• Entries supplied:
——
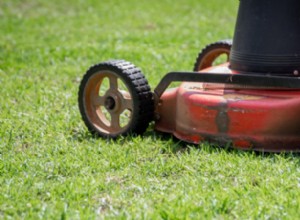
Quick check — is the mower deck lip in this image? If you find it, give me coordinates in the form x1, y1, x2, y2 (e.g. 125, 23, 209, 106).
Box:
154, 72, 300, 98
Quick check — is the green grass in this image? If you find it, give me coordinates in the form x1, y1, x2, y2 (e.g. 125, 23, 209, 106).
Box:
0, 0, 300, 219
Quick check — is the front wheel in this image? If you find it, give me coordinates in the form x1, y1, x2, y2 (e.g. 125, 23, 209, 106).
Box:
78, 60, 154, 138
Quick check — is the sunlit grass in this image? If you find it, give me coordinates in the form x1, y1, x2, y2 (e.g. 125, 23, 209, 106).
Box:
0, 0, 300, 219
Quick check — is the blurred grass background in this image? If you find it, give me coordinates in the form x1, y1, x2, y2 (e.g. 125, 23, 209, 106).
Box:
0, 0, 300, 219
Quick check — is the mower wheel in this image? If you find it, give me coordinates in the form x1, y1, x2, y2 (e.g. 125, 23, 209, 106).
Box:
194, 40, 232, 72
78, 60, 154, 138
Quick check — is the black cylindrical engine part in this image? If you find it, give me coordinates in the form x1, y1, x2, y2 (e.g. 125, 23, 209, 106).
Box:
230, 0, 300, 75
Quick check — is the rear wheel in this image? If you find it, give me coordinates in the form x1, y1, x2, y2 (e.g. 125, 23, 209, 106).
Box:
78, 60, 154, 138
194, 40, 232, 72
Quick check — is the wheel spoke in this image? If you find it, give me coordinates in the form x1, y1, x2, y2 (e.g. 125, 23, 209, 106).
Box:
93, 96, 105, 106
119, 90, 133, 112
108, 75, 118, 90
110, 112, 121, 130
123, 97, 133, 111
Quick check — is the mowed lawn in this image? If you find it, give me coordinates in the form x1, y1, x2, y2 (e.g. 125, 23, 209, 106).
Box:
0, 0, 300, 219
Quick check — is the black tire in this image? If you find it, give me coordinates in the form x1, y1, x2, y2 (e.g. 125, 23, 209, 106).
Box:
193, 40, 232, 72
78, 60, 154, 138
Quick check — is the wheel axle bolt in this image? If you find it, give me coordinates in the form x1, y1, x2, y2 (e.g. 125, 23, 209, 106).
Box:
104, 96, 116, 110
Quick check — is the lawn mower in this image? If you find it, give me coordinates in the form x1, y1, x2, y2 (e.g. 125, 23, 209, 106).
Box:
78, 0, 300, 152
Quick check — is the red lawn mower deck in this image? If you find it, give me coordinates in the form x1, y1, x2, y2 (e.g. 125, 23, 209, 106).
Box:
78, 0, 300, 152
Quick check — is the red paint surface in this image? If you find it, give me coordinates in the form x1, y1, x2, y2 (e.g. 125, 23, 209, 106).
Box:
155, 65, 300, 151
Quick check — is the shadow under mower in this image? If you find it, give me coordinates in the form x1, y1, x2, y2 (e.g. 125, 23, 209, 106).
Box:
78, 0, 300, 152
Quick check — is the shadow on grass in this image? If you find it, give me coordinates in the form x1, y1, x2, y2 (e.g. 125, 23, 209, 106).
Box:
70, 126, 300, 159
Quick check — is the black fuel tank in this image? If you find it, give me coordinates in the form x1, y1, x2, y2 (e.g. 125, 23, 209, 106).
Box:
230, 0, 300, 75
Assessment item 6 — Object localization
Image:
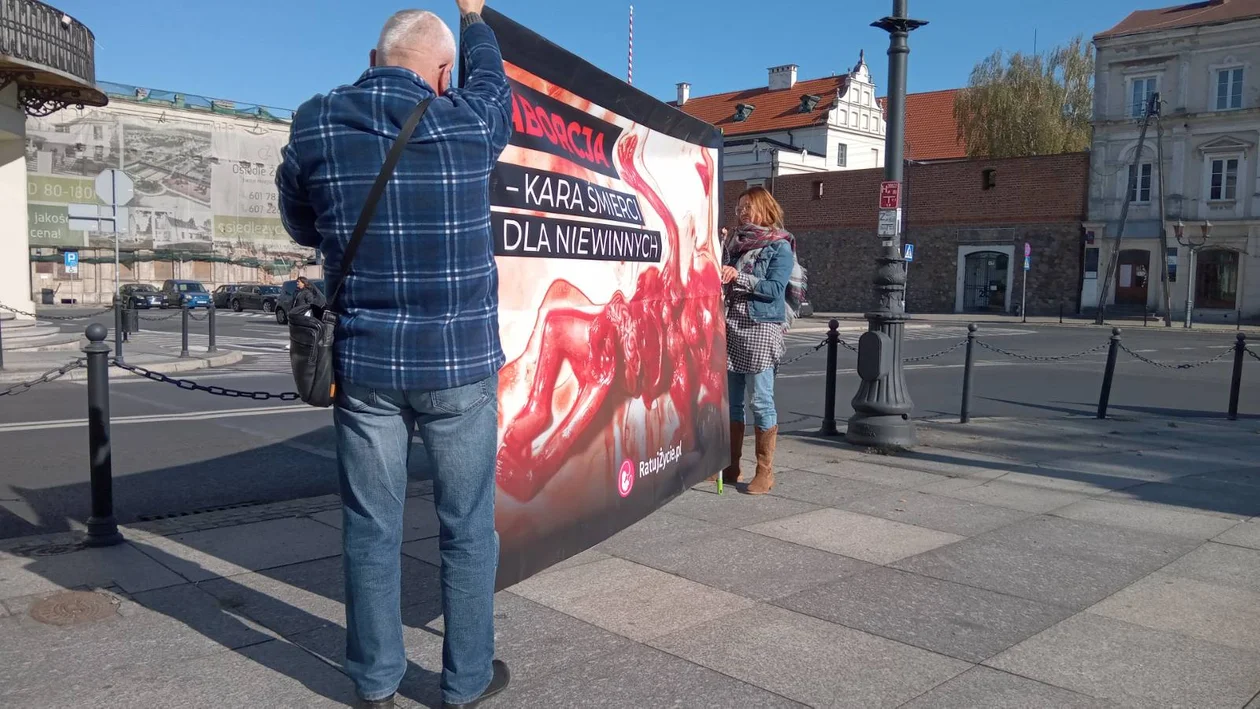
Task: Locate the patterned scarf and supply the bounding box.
——
• The problem:
Reproduce the lines from the one containing "Quick check — is the mowed" through the end of the material, omitting the pictures.

• Output:
Quick check — is the mowed lawn in this image? If you find it, give me coordinates in the form x1, y1, x2, y2 (e.g. 125, 23, 209, 106).
Box:
0, 0, 300, 219
Quick check — is the black tire in this image? If you find it, give me coordinates in the form x1, y1, x2, y2 (e.g. 125, 23, 209, 106).
Box:
193, 40, 232, 72
78, 60, 154, 138
Quick check — is the wheel axle bolt in this image? If you find it, give me coordinates in the form x1, y1, x2, y2 (e.g. 125, 23, 209, 106).
Box:
104, 96, 116, 110
Quick check — is the lawn mower in this image? If you find it, give me coordinates in the form x1, y1, x2, y2 (e.g. 125, 23, 209, 106).
Box:
78, 0, 300, 152
Quick check — is the red lawn mower deck in this image? If you find it, give me coordinates in the form x1, y1, x2, y2 (e.g. 125, 23, 209, 106).
Box:
78, 0, 300, 152
Quick check — is the red paint surface in this image? If you find it, give me coordinates in the form x1, y1, x2, y2 (e.g. 125, 23, 209, 106).
Box:
155, 65, 300, 151
Quick check — is the shadow under mower in this image? If you find it, give me coordinates in the form x1, y1, x2, y2 (e.g. 125, 23, 209, 106).
Box:
78, 0, 300, 152
Quick check — is the shadow on grass in this image? If you find it, give me coordinates in the form x1, y1, x2, y2 (e.g. 125, 23, 209, 106).
Box:
70, 126, 300, 159
Quick check — is the black fuel tank in this image? If you find it, give me coordinates in the form x1, y1, x2, y2 (e.g. 125, 23, 209, 106).
Box:
230, 0, 300, 75
Assessment item 6 — Object localization
Image:
Task: Locate the patterned scarf and supply the bounding box.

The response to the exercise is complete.